## [과제 1]
추출 텍스트에서 eval_transform에 들어간 변환을 순서대로 모두 꼽으면 무엇인가요?
## [과제 2]
추출 텍스트의 "CLIPS_PER_VID = 2"부터 "mean/std 사용 (공식 권장)"까지, 끝 부분도 포함해 한 글자도 바꾸지 말고 그대로 옮겨 쓰세요.
## [과제 3]
추출 텍스트의 주석에 따르면 NUM_FRAMES를 96으로 정한 이유는 무엇인가요?

## [추출 텍스트]
____

# CLS 토큰 only, fintuned 모델 사용

In [None]:
from pathlib import Path
import torch
import torch.nn as nn
import numpy as np
from decord import VideoReader
from torchvision import transforms
from torchvision.transforms import InterpolationMode
import json
from tqdm import tqdm
import sys

# === 파라미터 직접 지정 ===
ROOT = Path(r'D:/golfDataset/dataset')
FUSION_DIR = Path(r'D:/Jabez/golf/fusion')
PER_VIDEO_DIR = FUSION_DIR / 'embedding_data' / 'timesformer' / 'per_video'
PER_VIDEO_DIR.mkdir(parents=True, exist_ok=True)
MODEL_PATH = Path(r'D:/Jabez/golf/Timesformer_finetune/timesformer_finetuned.pth')
PRETRAINED = Path(r'D:/timesformer/pretrained/TimeSformer_divST_96x4_224_K600.pyth')
NUM_FRAMES = 96    # 비디오에서 추출할 프레임 수, pretrained 모델이 96이므로, 이에 맞춤
# 일반적으로 스윙은 2초 이상(jpg 결합이 30fps 기준, 120프레임은 필요)
CLIPS_PER_VID = 2
IMG_SIZE = 224
DEVICE = 'cuda' if torch.cuda.is_available() else 'cpu'

sys.path.append(r'D:/timesformer')
from timesformer.models.vit import TimeSformer

# ImageNet mean/std 사용 (공식 권장)
mean = [0.485, 0.456, 0.406]
std  = [0.229, 0.224, 0.225]
eval_transform = transforms.Compose([
    transforms.Resize(256, interpolation=InterpolationMode.BICUBIC),
    transforms.CenterCrop(IMG_SIZE),
    transforms.ToTensor(),  # [0,1], (C,H,W)
    transforms.Normalize(mean, std),
])

def uniform_sample(length, num):
    if length >= num:
        return np.linspace(0, length-1, num, dtype=int)
    return np.pad(np.arange(length), (0,num-length), mode='edge')

def load_clip(path: Path):
    vr = VideoReader(str(path))
    L  = len(vr)
    segs = np.linspace(0, L, CLIPS_PER_VID+1, dtype=int)
    clips = []
    for s,e in zip(segs[:-1], segs[1:]):
        idx = uniform_sample(e-s, NUM_FRAMES) + s
        arr = vr.get_batch(idx).asnumpy()  # (T,H,W,3)
        proc = []
        for frame in arr:
            img = transforms.ToPILImage()(frame)
            img_t = eval_transform(img)
            proc.append(img_t)
        clip = torch.stack(proc, dim=1)  # (C,T,H,W)
        clips.append(clip)
    return clips

# train, test 폴더 내 balanced_true/false/crop_video/*.mp4 모두 처리
mapping = {'balanced_true': 1, 'false': 0}
all_mp4s = []

for split in ['train', 'test']:
    split_root = ROOT / split
    for cat, lbl in mapping.items():
        vd = split_root / cat / 'crop_video'
        if not vd.exists(): continue
        for mp4 in vd.glob('*.mp4'):
            all_mp4s.append((mp4, lbl, cat, split))

print(f'총 {len(all_mp4s)}개 mp4 처리')

____

## [제공 데이터]

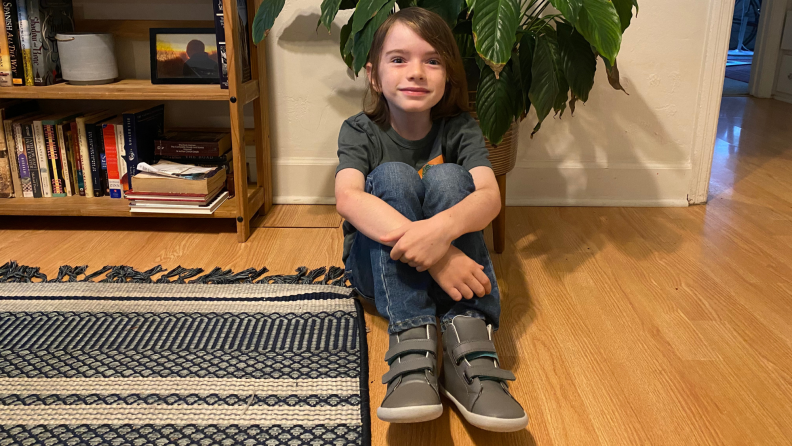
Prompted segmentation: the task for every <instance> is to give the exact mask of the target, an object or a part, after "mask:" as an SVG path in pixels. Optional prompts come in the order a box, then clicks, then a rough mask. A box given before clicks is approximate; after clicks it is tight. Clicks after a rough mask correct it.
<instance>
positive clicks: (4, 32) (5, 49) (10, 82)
mask: <svg viewBox="0 0 792 446" xmlns="http://www.w3.org/2000/svg"><path fill="white" fill-rule="evenodd" d="M5 29H6V26H5V14H0V87H13V86H14V81H13V79H12V77H11V52H10V49H9V48H8V34H6V32H5Z"/></svg>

____

## [응답 1]
transforms.Resize, transforms.CenterCrop, transforms.ToTensor, transforms.Normalize

## [응답 2]
CLIPS_PER_VID = 2
IMG_SIZE = 224
DEVICE = 'cuda' if torch.cuda.is_available() else 'cpu'

sys.path.append(r'D:/timesformer')
from timesformer.models.vit import TimeSformer

# ImageNet mean/std 사용 (공식 권장)

## [응답 3]
pretrained 모델이 96이므로 이에 맞춘 것입니다.